Task prompt: Quote the records that follow in full, leaving the pictures out.

Information provided:

* * *

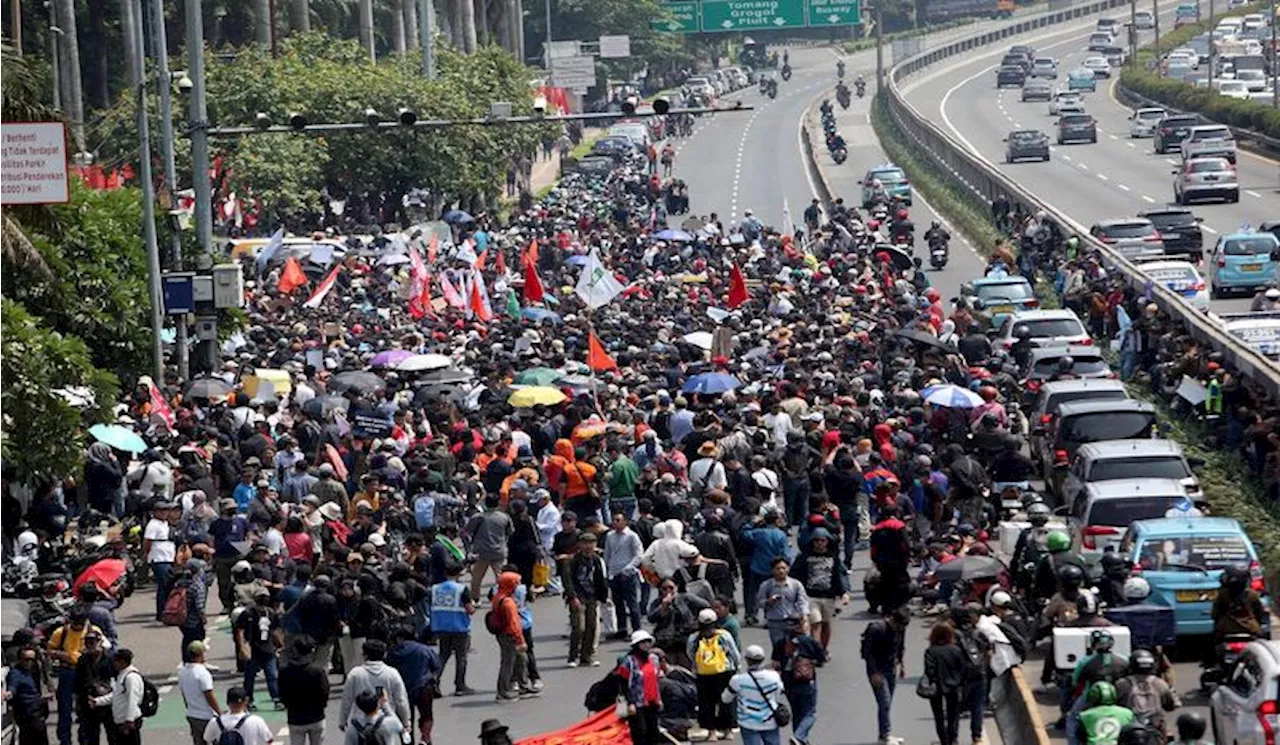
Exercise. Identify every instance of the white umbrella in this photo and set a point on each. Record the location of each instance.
(700, 339)
(420, 362)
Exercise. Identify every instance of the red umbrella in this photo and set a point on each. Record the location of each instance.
(104, 574)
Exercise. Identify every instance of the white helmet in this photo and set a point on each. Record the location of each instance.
(1137, 589)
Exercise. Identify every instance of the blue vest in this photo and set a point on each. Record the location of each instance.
(448, 615)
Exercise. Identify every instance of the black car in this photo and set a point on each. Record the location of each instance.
(1010, 76)
(1179, 229)
(1025, 144)
(1173, 129)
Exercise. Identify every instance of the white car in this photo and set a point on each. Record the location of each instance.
(1180, 277)
(1143, 122)
(1243, 709)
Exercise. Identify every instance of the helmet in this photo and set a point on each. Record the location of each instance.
(1191, 726)
(1101, 640)
(1137, 589)
(1102, 694)
(1143, 661)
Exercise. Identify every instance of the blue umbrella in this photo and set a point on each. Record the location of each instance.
(540, 314)
(670, 234)
(711, 383)
(118, 437)
(457, 218)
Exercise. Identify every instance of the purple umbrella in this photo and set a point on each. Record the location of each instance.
(389, 357)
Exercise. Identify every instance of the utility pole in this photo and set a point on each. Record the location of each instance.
(149, 197)
(160, 51)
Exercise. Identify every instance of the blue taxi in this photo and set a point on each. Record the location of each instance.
(1244, 260)
(1082, 80)
(1183, 560)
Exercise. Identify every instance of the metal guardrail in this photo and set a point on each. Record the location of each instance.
(984, 179)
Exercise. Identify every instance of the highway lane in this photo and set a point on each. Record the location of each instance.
(1115, 177)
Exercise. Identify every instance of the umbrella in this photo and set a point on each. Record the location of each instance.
(104, 574)
(700, 339)
(357, 380)
(540, 314)
(208, 388)
(928, 341)
(457, 218)
(951, 397)
(419, 362)
(389, 357)
(969, 567)
(323, 406)
(118, 437)
(538, 376)
(711, 383)
(536, 396)
(668, 234)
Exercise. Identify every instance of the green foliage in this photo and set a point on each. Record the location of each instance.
(40, 433)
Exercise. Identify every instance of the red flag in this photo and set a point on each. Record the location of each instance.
(292, 277)
(533, 286)
(597, 359)
(737, 293)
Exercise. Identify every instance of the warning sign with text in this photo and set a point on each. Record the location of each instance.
(33, 163)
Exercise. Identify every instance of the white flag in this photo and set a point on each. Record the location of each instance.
(597, 286)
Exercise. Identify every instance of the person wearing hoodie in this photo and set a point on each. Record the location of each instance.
(375, 676)
(826, 581)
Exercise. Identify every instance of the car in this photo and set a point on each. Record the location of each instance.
(1100, 67)
(1037, 90)
(892, 178)
(1208, 140)
(1048, 328)
(1045, 67)
(1091, 421)
(1129, 236)
(1082, 80)
(1260, 330)
(1205, 177)
(1025, 144)
(1010, 76)
(1143, 458)
(1171, 131)
(1179, 275)
(1242, 261)
(1065, 101)
(1077, 128)
(1143, 122)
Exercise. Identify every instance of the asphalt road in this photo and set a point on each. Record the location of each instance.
(1112, 178)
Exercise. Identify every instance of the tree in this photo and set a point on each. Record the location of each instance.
(41, 434)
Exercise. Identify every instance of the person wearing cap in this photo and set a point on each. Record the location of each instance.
(196, 685)
(716, 658)
(640, 671)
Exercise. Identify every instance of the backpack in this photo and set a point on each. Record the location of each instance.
(368, 734)
(709, 656)
(231, 736)
(176, 607)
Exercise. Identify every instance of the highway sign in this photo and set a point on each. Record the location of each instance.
(720, 16)
(835, 13)
(681, 18)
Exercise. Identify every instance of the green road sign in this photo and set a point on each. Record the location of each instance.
(681, 18)
(720, 16)
(835, 13)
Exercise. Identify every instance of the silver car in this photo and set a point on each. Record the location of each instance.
(1206, 177)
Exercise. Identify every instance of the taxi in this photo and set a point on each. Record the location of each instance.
(1244, 260)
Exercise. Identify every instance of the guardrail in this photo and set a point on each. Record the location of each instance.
(986, 181)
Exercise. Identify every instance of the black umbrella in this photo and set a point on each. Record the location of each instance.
(357, 380)
(969, 567)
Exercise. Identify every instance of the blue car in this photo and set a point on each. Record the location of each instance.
(1244, 261)
(1082, 80)
(1183, 560)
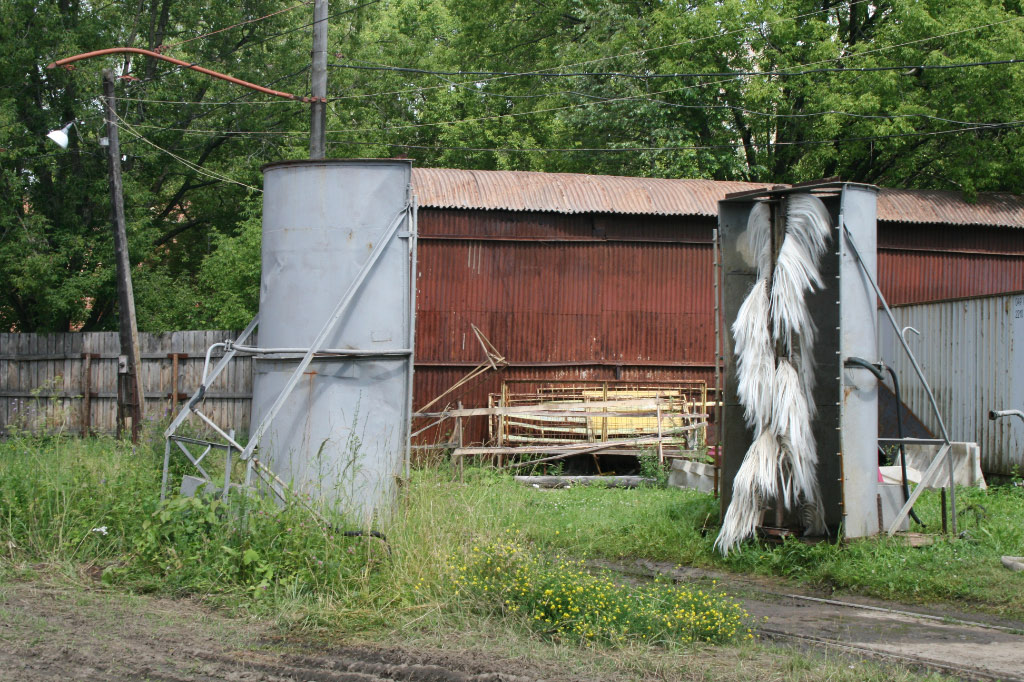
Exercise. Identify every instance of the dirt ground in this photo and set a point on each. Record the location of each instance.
(946, 640)
(58, 632)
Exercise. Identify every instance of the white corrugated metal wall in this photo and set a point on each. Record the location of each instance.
(972, 353)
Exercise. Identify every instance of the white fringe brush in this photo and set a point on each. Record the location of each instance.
(775, 392)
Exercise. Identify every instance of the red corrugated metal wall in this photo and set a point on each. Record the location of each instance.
(611, 296)
(919, 263)
(563, 297)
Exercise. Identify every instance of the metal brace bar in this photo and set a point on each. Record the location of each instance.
(231, 441)
(329, 326)
(196, 441)
(944, 453)
(183, 415)
(918, 370)
(205, 453)
(195, 463)
(167, 464)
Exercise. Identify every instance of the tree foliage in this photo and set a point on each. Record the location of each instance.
(751, 101)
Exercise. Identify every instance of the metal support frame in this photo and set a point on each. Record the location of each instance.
(332, 322)
(944, 453)
(306, 355)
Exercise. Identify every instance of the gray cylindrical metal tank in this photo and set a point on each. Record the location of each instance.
(342, 436)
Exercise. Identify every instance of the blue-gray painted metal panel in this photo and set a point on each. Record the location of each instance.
(846, 426)
(972, 352)
(858, 389)
(342, 435)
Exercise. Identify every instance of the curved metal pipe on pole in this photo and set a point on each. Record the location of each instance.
(67, 61)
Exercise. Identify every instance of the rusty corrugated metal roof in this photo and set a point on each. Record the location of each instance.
(992, 209)
(574, 193)
(569, 193)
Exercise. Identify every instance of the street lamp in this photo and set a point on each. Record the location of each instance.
(59, 136)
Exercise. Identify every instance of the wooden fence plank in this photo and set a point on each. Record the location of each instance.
(43, 380)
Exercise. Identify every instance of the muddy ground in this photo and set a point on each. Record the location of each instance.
(60, 632)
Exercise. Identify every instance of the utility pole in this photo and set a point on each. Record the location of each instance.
(129, 373)
(317, 121)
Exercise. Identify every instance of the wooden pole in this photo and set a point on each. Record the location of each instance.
(317, 116)
(126, 298)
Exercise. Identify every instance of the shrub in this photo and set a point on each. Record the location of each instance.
(559, 598)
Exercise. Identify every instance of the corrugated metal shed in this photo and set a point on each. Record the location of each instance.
(579, 276)
(972, 353)
(573, 193)
(569, 193)
(562, 297)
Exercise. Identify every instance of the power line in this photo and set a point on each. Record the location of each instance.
(732, 75)
(951, 131)
(164, 48)
(660, 92)
(834, 70)
(127, 127)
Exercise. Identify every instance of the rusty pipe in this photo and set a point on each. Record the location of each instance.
(157, 55)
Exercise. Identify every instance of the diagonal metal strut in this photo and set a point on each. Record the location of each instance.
(329, 326)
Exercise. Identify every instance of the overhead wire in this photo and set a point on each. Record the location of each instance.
(850, 70)
(689, 41)
(659, 92)
(293, 133)
(127, 127)
(164, 48)
(475, 82)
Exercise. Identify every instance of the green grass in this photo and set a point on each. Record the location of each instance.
(54, 494)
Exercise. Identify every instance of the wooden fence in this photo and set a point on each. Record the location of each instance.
(70, 381)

* * *

Solution for this problem:
Exercise. Identify every instance of the white umbrella in this photo and set a point on each. Record the location of each instance.
(700, 339)
(420, 362)
Exercise. Identify every instance of the red umbrella in this photo and set a point on each. Record the location of each instance.
(104, 574)
Exercise. Identify every instance of the white helmet in this photo and set a point on each. Record the location of each instance.
(1137, 589)
Exercise. Identify every instance of the blue vest in this photo and set a point on each. Record the location of each instance.
(448, 615)
Exercise. Identify every instance of the black car in this photo and set a point on each. Record the location of each instance.
(1010, 76)
(1179, 229)
(1025, 144)
(1173, 129)
Exercise. Identify every instance of the white car in this photo and set a point on each. Record the location of each instance.
(1180, 277)
(1143, 122)
(1243, 709)
Exercise. Identify every instance of the helmet in this photo and set a point on each. Record the location of each instance.
(1191, 726)
(1101, 640)
(1137, 589)
(1102, 694)
(1143, 661)
Exercise. Identify every instance of the blue umbrella in this photo and set a point on each. Record the location of each instance.
(540, 314)
(670, 234)
(711, 383)
(118, 437)
(457, 218)
Exercise. Identify every instance of the purple umbrella in this photo and set a point on each. Record the location of each instance.
(389, 357)
Exercise. Identify every instance of the utility pole in this photo and set a point on each. Record the location of each instance.
(149, 197)
(160, 51)
Exercise. Identify every instance of the blue taxi in this photo and set a point on each. Record the location of each instance.
(1244, 260)
(1082, 80)
(1183, 560)
Exercise. Identify every instance of the metal guardrail in this photo and set a point on each. Record the location of each instance.
(984, 179)
Exercise. Identify every instance of the highway lane in this photo and set a point on each. Record the location of each instance.
(1115, 177)
Exercise. Identify every instance of the umbrella in this photo and set a point on each. Record the location of each instance.
(104, 574)
(700, 339)
(357, 380)
(540, 314)
(208, 388)
(928, 341)
(457, 218)
(951, 397)
(419, 362)
(389, 357)
(969, 567)
(323, 406)
(118, 437)
(538, 376)
(711, 383)
(536, 396)
(668, 234)
Exercise. Identify every instance of the green foliage in this photo and set a point on each. Record the location of each instance.
(40, 433)
Exercise. Identify every instance of the red flag in this photo and set a point on each. Record the location of each instance.
(292, 277)
(533, 286)
(597, 359)
(737, 293)
Exercise. Identify every instance of the warning sign with text in this photo and set a point on each. Record the location of each instance.
(33, 163)
Exercise. Identify every instance of the white flag in this photo and set a point on each. Record the location of each instance.
(597, 286)
Exercise. Identify every instance of the person wearing hoodie in this photo and set a point on each. Record the location of each instance.
(375, 676)
(826, 581)
Exercise. Identify every instance of the car in this photo and set a point on each. Record the location of each instance.
(1100, 67)
(1037, 90)
(892, 178)
(1208, 140)
(1048, 328)
(1045, 67)
(1091, 421)
(1129, 236)
(1082, 80)
(1260, 330)
(1205, 177)
(1025, 144)
(1010, 76)
(1143, 458)
(1171, 131)
(1179, 275)
(1242, 261)
(1065, 101)
(1077, 128)
(1143, 122)
Exercise. Identify every instance of the asphalt road in this photo and set a point on each. Record the location of each instance.
(1112, 178)
Exercise. Identify every instance of the tree in this photo and set a point on each. Record the location of each instance.
(41, 434)
Exercise. Identify every instance of the person wearing cap in this photo and set a point on each. Record the location of each instance.
(196, 685)
(716, 658)
(640, 671)
Exercise. Identify every instance of the backpack in this photo and set a point on each. Record the location of each instance.
(368, 734)
(709, 656)
(231, 736)
(176, 607)
Exercise. Identify every instance of the highway sign in this photo and set a point on each. Record the location of each instance.
(720, 16)
(835, 13)
(681, 18)
Exercise. Identify every instance of the green road sign in this photo and set a point on each. Record the location of each instance.
(681, 18)
(720, 16)
(835, 13)
Exercise. Identify every instance of the silver car in this photo and set a point on each. Record the location of each instance.
(1206, 177)
Exercise. Identify every instance of the taxi in this photo and set a point on each. Record the location of each instance.
(1244, 260)
Exercise. Identify every instance of the guardrail in this photo and set a point on each. Record the location of each instance.
(986, 181)
Exercise. Identify every instance of the black umbrella in this photo and set a point on each. Record the location of each instance.
(357, 380)
(969, 567)
Exercise. Identify every instance of the blue car in this photo and set a point on each. Record the location of each instance.
(1244, 261)
(1082, 80)
(1183, 560)
Exercise. Identify every instance of the dirt ground in this photo and set a point on each. Record the location of each instance.
(946, 640)
(58, 632)
Exercise. Identify every instance of the white corrugated metal wall in this photo and set a point on each. Record the location of each instance.
(972, 353)
Exercise. Identify every instance of the white fringe brush in this photo and set a point on each. Record the location of each instance.
(775, 392)
Exercise. Identify every instance of the red corrugated metal wall in this photo and set a point on each. Record the location of each instance.
(611, 296)
(919, 263)
(563, 297)
Exercise. Identify every instance of the metal brace bar in this photo and set a point on each. Record the location of each instance.
(231, 441)
(329, 326)
(196, 441)
(944, 453)
(183, 415)
(918, 370)
(205, 453)
(195, 463)
(167, 464)
Exercise. Identify every instance of the tree foliage in this photo and set a point on each. Record the location of each instance.
(751, 101)
Exercise. Identify every instance of the metal support frame in this photo and set a point on each. Record the location of each instance.
(332, 322)
(944, 453)
(306, 355)
Exercise. Identify every instance of the gray cylindrical metal tank in this photo and set a point on each. Record the location of each instance.
(342, 436)
Exercise. Identify every instance of the blue-gray painted metal panel in this photo and set a point on each. Record the location of each instance.
(846, 426)
(972, 352)
(858, 389)
(342, 435)
Exercise. Identify every instance of the curved metal pipe on pole in this photo and set a point on each. Record the location of each instance.
(67, 61)
Exercise. Identify every instance of the rusty corrugated metal roof in this photo and set a point on each. Record the location of each instance.
(992, 209)
(574, 193)
(569, 193)
Exercise. Identify every instance of the street lamp in this photo and set a point on each. Record the location of each instance.
(59, 136)
Exercise. Identify every instance of the wooden fence plank in this photo and set a point on each. Record the location of each instance.
(43, 380)
Exercise. Identify every instance of the muddy ground in this photo and set a point on each. Record the location of each instance.
(60, 632)
Exercise. Identify every instance of the utility pole in this photo and set a point on each. Record the location of each instance.
(129, 373)
(317, 121)
Exercise. Identify every instance of the wooden pole in this photo and set a point on each. Record the location of each instance.
(317, 116)
(126, 298)
Exercise. Identify every instance of the shrub in this photo and set a point on each. Record the location of each instance.
(559, 598)
Exercise. Identify every instance of the corrugated metal shed in this photo and set a point on each. Record the location of each instance.
(579, 276)
(972, 353)
(573, 193)
(569, 193)
(562, 297)
Exercise. Identify every instance of the power line in this photo and set a point on each. Record the location of each instance.
(732, 75)
(951, 131)
(164, 48)
(660, 92)
(834, 70)
(127, 127)
Exercise. Identify every instance of the rusty pipe in this photo and set a point on each. Record the location of each instance.
(157, 55)
Exercise. Identify every instance of the diagonal metal strut in this photo and set a point on each. Record the location of each instance.
(329, 326)
Exercise. Identify every instance of the overhead wire in this photo and set a point on each. Record the location of each instance.
(850, 70)
(689, 41)
(659, 92)
(293, 133)
(127, 127)
(164, 48)
(475, 82)
Exercise. Identify every instance of the green grass in this photo and set a point on each. Record the location of each instance.
(54, 494)
Exercise. Identify every instance of the wooden fence in this photo and set a point on each. Record the location of each instance.
(70, 381)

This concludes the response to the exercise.